- **RECORDS FOR PROCESSING**:

<<<<

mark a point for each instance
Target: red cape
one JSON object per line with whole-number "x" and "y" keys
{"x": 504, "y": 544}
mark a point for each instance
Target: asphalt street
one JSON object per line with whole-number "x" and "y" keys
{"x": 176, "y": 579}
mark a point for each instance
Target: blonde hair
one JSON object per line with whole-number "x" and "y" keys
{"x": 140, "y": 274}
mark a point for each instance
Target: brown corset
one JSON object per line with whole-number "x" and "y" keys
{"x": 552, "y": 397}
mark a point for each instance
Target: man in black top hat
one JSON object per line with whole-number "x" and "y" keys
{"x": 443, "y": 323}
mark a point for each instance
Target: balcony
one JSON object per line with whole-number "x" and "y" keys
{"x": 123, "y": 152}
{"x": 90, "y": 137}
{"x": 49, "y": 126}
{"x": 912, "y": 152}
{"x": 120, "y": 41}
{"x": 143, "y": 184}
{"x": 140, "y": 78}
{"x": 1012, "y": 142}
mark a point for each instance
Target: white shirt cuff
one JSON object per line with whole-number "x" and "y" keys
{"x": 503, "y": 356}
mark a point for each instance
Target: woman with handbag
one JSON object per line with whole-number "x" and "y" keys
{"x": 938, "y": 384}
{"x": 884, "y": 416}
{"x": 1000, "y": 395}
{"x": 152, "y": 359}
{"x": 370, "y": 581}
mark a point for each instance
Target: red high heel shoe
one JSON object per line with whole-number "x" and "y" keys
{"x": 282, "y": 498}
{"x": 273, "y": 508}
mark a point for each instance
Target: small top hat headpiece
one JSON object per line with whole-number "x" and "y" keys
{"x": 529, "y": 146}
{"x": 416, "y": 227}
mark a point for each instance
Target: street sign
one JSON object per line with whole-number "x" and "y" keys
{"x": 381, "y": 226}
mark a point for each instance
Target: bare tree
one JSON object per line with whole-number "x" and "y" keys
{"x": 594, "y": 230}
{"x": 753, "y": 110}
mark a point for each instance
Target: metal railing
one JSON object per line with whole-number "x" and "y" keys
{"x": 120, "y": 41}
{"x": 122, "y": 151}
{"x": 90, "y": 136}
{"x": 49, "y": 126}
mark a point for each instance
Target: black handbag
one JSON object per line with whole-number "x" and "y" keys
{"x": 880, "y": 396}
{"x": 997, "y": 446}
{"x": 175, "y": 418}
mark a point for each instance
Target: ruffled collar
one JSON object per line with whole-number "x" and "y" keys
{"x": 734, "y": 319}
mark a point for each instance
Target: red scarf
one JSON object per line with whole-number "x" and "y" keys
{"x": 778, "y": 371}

>>>>
<<<<

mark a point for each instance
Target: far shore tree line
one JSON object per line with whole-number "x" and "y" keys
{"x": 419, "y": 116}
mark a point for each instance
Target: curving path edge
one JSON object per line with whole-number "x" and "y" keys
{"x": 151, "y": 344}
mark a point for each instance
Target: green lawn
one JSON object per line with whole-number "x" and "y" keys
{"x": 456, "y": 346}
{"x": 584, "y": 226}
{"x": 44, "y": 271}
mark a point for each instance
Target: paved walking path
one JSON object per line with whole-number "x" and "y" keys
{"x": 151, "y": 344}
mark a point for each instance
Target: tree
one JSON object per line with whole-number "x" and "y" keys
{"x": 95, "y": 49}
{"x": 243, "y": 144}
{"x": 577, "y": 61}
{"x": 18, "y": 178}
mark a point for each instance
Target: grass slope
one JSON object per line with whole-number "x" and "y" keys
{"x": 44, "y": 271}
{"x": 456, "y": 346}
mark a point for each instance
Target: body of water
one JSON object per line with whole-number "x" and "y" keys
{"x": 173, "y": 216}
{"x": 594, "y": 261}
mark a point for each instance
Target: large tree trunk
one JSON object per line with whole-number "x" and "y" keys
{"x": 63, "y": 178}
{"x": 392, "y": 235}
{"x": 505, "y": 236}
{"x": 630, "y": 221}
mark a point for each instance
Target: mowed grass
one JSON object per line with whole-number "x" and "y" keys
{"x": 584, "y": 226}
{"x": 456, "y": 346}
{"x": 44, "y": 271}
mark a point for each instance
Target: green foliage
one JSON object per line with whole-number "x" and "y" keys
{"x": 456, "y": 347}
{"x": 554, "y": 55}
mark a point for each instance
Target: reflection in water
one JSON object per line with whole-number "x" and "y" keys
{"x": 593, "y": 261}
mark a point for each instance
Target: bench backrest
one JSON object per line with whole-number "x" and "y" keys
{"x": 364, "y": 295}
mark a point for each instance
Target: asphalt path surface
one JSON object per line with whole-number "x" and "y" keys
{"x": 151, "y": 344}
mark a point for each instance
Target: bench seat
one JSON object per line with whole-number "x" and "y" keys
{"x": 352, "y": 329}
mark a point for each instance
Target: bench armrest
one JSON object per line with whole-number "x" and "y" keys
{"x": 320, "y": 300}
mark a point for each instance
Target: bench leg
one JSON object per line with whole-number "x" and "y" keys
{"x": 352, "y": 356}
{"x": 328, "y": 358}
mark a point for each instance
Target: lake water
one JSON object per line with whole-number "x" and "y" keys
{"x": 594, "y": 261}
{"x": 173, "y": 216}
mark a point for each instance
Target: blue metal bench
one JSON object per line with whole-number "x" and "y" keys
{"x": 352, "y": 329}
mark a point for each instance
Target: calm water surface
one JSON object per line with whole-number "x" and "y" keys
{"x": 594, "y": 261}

>>>>
<<<<

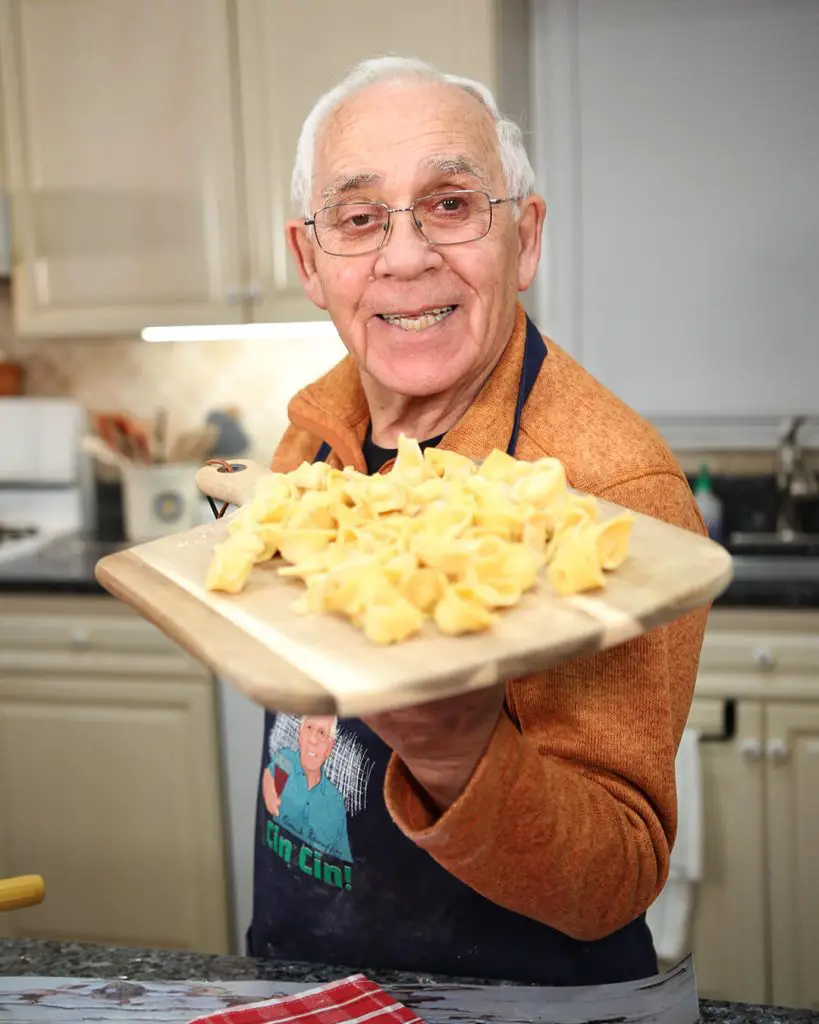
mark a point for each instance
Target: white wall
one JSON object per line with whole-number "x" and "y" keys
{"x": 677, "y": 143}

>>>>

- **WHAT THE TASK REQUIRES**: Copy every line of the material above that contains the word "white".

- **ANSWER TO THE PROBLEM**:
Target: white shirt cuff
Target: white wall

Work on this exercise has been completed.